───── Recorded data

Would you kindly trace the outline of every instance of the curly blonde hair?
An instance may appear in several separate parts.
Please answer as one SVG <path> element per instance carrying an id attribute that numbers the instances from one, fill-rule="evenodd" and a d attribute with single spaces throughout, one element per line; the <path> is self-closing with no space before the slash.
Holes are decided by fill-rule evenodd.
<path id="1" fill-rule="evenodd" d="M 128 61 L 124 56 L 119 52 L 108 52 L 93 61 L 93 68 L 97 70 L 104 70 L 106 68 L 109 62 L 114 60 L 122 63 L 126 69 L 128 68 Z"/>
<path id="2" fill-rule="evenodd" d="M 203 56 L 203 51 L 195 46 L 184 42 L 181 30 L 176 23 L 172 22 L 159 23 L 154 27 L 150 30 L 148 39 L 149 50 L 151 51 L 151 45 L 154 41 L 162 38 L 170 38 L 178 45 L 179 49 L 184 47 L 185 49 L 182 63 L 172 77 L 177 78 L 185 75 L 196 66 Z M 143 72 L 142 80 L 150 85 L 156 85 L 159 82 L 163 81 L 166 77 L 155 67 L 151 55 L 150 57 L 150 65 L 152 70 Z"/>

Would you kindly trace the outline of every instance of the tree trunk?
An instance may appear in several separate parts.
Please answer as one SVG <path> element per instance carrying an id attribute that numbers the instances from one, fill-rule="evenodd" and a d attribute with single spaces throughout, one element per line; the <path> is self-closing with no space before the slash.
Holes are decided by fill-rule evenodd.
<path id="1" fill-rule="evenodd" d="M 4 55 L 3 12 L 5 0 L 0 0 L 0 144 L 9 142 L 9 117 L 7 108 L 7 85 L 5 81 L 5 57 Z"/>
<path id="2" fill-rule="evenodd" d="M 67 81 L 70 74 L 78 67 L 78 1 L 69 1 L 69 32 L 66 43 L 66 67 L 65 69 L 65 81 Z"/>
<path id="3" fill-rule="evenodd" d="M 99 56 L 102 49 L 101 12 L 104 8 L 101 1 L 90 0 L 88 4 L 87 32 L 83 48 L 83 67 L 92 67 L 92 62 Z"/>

──────────

◆ Instructions to follow
Rewrite the stretch of the listing from the line containing "the tree trunk?" through the end, replacing "outline" with "contour" and leaving everything else unchanged.

◆ Output for this task
Would you kindly trace the contour of every instance of the tree trunk?
An instance may appear in several separate parts.
Please answer as one SVG <path> element per instance carrying an id attribute that numbers the instances from one, fill-rule="evenodd" and a d attribute with single spaces throughout, one element per line; the <path> is self-closing with no space before the slash.
Holes are decided by fill-rule evenodd.
<path id="1" fill-rule="evenodd" d="M 4 55 L 3 12 L 5 0 L 0 0 L 0 144 L 9 142 L 9 117 L 7 108 L 7 85 L 5 81 L 5 57 Z"/>
<path id="2" fill-rule="evenodd" d="M 67 81 L 70 74 L 78 67 L 78 1 L 69 1 L 69 32 L 66 43 L 66 67 L 65 69 L 65 81 Z"/>
<path id="3" fill-rule="evenodd" d="M 99 56 L 102 49 L 101 12 L 104 8 L 101 1 L 90 0 L 88 4 L 87 32 L 83 48 L 83 67 L 92 67 L 92 62 Z"/>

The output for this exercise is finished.